- INSTRUCTION 1
Who are the moderators named in the forum thread?

- PASSAGE PROVIDED
━━━━━━━━━━━━━━━━━━━━

So what do we miss in the traditional evaluation?

Discussion of anything and everything relating to chess playing software and machines.

Moderators: hgm, Rebel, chrisw

User avatar
mclane
Posts: 18755
Joined: Thu Mar 09, 2006 6:40 pm
Location: US of Europe, germany
Full name: Thorsten Czub

Re: So what do we miss in the traditional evaluation?

Post by mclane »

Guenther wrote: Fri Jan 29, 2021 11:08 pm
Ferdy wrote: Fri Jan 29, 2021 3:57 pm We have the passed pawn, mobility, kingsafety, piece value, pst, piece threats etc. There must be something big that we failed to include in the traditional eval as the gap of nnue and non-nnue is huge.
Like others already more or less indicated, it's the transition between structures and piece values/mobility/paths.
Usually we just evaluate for opening/middlegame/endgame phase, but this is a bit like Black and White only, while obviously NN and NNUE and even PST tuning have shown that they are interacting in such a complex way, that they always will prevail against handwritten eval.

Near tablebase positions might currently still be an exception though, I think with less and less pieces, concrete evaluation principles might still be better than abstract endgame 'knowledge' from current training, but that's just my opinion.
This „transition“ as you call it, is the plan the programs don’t do.
All this evaluation must lead to something that is more then the material win or the positional win.
What seems like a fairy tale today may be reality tomorrow.
Here we have a fairy tale of the day after tomorrow....

━━━━━━━━━━━━━━━━━━━━

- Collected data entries
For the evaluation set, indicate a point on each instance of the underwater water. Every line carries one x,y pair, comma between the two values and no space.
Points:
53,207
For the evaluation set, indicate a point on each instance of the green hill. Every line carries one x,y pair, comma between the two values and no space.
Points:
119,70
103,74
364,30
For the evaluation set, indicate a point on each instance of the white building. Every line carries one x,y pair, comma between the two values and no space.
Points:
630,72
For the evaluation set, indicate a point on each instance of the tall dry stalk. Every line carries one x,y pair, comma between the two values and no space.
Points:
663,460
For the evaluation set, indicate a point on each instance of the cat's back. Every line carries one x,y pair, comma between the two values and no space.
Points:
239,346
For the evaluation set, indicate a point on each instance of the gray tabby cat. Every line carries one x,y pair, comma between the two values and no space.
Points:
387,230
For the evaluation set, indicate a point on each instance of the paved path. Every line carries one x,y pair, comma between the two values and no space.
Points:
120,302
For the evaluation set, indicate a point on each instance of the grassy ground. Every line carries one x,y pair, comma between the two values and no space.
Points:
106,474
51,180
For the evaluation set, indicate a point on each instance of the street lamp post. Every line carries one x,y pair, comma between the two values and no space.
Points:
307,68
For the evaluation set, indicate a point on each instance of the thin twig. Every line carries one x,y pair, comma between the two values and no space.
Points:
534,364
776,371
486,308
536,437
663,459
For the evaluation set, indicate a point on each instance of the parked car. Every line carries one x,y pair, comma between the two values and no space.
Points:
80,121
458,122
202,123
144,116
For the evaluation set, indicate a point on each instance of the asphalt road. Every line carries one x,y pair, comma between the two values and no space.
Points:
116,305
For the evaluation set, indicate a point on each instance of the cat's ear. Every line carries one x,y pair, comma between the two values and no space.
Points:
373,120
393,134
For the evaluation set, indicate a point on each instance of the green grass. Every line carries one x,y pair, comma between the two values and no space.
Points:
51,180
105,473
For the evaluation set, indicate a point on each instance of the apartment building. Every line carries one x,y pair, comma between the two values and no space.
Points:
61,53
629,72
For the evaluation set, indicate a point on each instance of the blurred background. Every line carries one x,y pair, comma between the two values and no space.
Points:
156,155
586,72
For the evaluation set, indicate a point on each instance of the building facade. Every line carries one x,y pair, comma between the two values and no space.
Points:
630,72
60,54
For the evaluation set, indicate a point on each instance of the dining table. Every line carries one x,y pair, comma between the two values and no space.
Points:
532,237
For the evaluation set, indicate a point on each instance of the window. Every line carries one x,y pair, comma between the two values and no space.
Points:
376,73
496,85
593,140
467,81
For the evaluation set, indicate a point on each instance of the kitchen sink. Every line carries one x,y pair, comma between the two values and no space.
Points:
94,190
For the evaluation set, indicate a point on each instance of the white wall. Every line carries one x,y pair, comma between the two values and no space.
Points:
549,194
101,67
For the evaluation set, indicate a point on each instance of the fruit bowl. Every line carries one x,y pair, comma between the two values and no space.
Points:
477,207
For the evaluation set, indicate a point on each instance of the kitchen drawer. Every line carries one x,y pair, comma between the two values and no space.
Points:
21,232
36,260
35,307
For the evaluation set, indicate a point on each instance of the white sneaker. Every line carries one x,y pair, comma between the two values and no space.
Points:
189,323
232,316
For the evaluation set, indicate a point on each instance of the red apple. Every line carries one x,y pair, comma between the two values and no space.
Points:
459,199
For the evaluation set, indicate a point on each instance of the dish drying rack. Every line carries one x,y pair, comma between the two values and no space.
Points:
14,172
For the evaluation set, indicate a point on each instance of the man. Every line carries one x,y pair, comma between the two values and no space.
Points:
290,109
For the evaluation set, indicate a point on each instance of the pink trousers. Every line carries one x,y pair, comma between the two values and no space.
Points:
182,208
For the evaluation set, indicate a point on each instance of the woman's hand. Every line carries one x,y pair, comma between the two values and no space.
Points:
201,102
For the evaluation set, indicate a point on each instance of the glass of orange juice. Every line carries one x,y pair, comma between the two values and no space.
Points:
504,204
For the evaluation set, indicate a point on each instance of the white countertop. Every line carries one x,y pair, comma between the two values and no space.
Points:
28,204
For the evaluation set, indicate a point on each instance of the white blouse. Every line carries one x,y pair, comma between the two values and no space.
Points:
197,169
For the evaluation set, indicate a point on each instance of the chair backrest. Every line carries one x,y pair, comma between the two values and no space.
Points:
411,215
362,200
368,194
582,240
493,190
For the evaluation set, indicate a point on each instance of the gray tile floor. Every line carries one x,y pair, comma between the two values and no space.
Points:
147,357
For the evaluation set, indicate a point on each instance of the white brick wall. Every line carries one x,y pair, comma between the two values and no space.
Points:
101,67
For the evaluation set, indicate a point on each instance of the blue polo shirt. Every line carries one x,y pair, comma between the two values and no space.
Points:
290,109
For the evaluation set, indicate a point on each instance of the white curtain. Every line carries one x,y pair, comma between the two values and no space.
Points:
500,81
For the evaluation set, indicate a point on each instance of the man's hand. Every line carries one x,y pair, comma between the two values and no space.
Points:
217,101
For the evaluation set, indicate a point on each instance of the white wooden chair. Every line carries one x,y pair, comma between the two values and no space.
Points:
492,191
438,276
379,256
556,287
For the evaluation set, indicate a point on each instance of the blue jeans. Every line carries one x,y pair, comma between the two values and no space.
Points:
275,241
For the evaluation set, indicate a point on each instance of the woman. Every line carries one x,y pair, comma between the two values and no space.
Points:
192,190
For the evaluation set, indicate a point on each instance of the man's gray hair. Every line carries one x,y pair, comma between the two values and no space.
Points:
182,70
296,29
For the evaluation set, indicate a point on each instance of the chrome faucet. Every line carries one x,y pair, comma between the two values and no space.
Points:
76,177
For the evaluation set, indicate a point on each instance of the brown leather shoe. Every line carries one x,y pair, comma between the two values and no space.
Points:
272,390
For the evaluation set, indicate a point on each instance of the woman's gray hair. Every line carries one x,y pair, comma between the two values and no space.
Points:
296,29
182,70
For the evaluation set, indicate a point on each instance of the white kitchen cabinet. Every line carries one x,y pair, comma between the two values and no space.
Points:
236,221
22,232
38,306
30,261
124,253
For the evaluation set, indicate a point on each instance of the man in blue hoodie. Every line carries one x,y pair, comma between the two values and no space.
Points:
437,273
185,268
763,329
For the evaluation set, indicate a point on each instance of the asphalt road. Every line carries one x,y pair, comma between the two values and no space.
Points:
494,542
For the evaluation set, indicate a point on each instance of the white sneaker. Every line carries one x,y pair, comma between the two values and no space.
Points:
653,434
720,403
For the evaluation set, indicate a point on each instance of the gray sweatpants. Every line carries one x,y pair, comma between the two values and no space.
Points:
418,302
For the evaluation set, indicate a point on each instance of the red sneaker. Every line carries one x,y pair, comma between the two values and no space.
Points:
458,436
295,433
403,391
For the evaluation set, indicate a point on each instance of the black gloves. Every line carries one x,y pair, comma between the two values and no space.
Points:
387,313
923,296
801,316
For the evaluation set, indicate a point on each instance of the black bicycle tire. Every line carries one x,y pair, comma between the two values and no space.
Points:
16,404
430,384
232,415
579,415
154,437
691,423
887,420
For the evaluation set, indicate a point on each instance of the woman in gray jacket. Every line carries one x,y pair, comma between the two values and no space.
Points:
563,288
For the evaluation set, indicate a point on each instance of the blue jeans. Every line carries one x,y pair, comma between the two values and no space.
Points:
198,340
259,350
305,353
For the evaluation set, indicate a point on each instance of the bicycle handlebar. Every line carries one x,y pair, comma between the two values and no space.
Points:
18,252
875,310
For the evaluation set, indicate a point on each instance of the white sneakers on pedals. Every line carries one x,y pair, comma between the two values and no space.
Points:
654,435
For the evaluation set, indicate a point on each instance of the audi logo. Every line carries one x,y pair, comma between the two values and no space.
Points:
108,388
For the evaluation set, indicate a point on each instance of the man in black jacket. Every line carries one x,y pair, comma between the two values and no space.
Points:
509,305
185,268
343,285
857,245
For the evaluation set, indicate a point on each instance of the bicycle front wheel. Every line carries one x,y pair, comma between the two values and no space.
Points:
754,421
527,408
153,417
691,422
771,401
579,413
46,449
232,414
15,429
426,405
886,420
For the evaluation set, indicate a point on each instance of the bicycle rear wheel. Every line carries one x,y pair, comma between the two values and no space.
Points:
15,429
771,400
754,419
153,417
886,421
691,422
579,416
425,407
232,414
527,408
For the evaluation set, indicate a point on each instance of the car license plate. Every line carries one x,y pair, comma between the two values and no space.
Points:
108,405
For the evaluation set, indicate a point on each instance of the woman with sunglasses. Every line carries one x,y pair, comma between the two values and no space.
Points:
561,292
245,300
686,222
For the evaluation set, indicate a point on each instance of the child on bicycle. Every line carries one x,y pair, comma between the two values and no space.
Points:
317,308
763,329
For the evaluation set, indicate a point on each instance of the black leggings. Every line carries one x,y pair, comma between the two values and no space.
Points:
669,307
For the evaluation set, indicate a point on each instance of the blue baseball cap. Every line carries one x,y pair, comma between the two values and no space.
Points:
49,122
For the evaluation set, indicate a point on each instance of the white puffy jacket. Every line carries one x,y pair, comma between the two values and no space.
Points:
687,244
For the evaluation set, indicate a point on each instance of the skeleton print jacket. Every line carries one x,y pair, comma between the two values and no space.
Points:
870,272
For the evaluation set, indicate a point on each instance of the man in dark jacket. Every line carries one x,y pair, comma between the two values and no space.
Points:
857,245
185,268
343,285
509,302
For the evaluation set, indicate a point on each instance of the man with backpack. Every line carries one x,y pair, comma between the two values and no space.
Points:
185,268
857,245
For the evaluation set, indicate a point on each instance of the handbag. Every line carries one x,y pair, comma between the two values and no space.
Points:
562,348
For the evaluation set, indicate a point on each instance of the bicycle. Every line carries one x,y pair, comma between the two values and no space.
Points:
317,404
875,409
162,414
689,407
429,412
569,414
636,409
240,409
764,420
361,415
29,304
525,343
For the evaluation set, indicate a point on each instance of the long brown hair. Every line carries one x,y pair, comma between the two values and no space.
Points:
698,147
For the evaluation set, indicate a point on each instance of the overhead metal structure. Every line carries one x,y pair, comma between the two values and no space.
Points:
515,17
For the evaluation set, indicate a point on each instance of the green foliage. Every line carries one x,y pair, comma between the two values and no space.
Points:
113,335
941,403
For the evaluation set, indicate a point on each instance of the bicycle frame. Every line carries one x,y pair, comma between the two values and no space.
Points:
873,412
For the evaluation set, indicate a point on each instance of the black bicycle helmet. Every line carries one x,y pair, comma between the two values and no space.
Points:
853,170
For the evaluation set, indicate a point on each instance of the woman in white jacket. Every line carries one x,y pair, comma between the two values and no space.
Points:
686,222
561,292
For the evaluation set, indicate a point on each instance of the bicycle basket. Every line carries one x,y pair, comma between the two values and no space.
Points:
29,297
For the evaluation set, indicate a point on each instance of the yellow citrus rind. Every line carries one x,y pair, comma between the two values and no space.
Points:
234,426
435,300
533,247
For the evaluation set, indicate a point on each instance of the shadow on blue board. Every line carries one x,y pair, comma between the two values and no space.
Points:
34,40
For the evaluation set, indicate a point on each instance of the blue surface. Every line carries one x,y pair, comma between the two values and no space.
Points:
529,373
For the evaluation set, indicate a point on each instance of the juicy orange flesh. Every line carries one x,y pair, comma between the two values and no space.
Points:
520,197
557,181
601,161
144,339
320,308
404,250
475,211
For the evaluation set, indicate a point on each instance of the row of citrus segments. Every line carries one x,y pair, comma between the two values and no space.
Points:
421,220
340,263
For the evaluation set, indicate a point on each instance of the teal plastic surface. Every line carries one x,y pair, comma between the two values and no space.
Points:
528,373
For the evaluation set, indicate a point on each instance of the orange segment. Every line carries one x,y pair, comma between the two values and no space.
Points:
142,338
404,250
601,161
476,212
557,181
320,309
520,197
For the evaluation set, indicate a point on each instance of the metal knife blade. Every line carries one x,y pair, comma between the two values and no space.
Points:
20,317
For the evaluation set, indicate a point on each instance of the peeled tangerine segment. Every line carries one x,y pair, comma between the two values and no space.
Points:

━━━━━━━━━━━━━━━━━━━━

- INSTRUCTION 2
List each line in the records that contains the string "gray".

- TASK OUTPUT 1
hgm, Rebel, and chrisw.

- TASK OUTPUT 2
For the evaluation set, indicate a point on each instance of the gray tabby cat. Every line carries one x,y pair, comma between the two values and no space.
For the evaluation set, indicate a point on each instance of the gray tile floor. Every line carries one x,y pair, comma between the two values and no space.
For the evaluation set, indicate a point on each instance of the man's gray hair. Every line carries one x,y pair, comma between the two values and no space.
For the evaluation set, indicate a point on each instance of the woman's gray hair. Every line carries one x,y pair, comma between the two values and no space.
For the evaluation set, indicate a point on each instance of the gray sweatpants. Every line carries one x,y pair, comma between the two values and no space.
For the evaluation set, indicate a point on each instance of the woman in gray jacket. Every line carries one x,y pair, comma between the two values and no space.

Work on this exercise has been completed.